- _TO DO_
Lay out every line of the data below as a Markdown table with two columns, Row and Data line, numbering the rows and skipping blank lines. Leave the pictures out of the answer.
[START PROVIDED DATA]
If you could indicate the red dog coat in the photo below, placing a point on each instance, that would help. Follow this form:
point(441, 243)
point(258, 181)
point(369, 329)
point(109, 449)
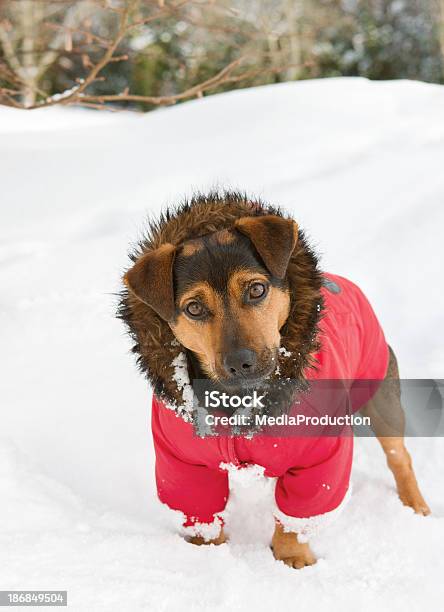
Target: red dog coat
point(312, 472)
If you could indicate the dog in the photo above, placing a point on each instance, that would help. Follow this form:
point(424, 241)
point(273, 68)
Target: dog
point(226, 289)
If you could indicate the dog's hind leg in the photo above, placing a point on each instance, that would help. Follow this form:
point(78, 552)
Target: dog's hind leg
point(387, 421)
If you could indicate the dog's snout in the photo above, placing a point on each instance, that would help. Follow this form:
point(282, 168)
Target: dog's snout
point(240, 363)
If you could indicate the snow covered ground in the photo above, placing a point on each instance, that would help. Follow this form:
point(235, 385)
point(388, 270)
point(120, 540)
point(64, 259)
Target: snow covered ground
point(360, 165)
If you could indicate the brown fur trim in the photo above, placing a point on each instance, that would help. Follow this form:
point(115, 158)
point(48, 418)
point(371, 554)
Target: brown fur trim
point(155, 343)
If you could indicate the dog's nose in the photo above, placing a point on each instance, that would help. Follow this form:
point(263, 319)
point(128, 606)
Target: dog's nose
point(240, 363)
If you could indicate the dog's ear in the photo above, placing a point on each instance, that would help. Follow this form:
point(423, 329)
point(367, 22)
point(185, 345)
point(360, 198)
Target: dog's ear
[END PROVIDED DATA]
- _SOLUTION_
| Row | Data line |
|---|---|
| 1 | If you could indicate the red dog coat in the photo below, placing a point on each instance, that would help. Follow this form: |
| 2 | point(441, 243) |
| 3 | point(258, 181) |
| 4 | point(369, 329) |
| 5 | point(109, 449) |
| 6 | Target: red dog coat |
| 7 | point(312, 472) |
| 8 | If you could indicate the dog in the photo above, placing a point on each instance, that would help. Follow this form: |
| 9 | point(424, 241) |
| 10 | point(273, 68) |
| 11 | Target: dog |
| 12 | point(226, 289) |
| 13 | If you could indicate the dog's hind leg in the photo above, placing a point on each instance, that would help. Follow this form: |
| 14 | point(78, 552) |
| 15 | Target: dog's hind leg |
| 16 | point(387, 421) |
| 17 | If you could indicate the dog's snout in the photo above, placing a point on each instance, that would help. Follow this form: |
| 18 | point(282, 168) |
| 19 | Target: dog's snout |
| 20 | point(240, 363) |
| 21 | If you could indicate the snow covered ground in the photo above, placing a point on each instance, that would help. Follow this form: |
| 22 | point(235, 385) |
| 23 | point(388, 270) |
| 24 | point(120, 540) |
| 25 | point(64, 259) |
| 26 | Target: snow covered ground |
| 27 | point(360, 165) |
| 28 | If you could indicate the brown fur trim in the photo above, placing a point on each instance, that would help. Follow this form: |
| 29 | point(115, 158) |
| 30 | point(48, 418) |
| 31 | point(371, 554) |
| 32 | Target: brown fur trim |
| 33 | point(155, 343) |
| 34 | If you could indicate the dog's nose in the photo above, placing a point on each instance, that would help. Follow this form: |
| 35 | point(263, 319) |
| 36 | point(128, 606) |
| 37 | Target: dog's nose |
| 38 | point(240, 363) |
| 39 | If you could indicate the dog's ear in the photo above, placing a point on each instance, that would help. Follow this form: |
| 40 | point(423, 329) |
| 41 | point(367, 22) |
| 42 | point(185, 345) |
| 43 | point(360, 198) |
| 44 | Target: dog's ear |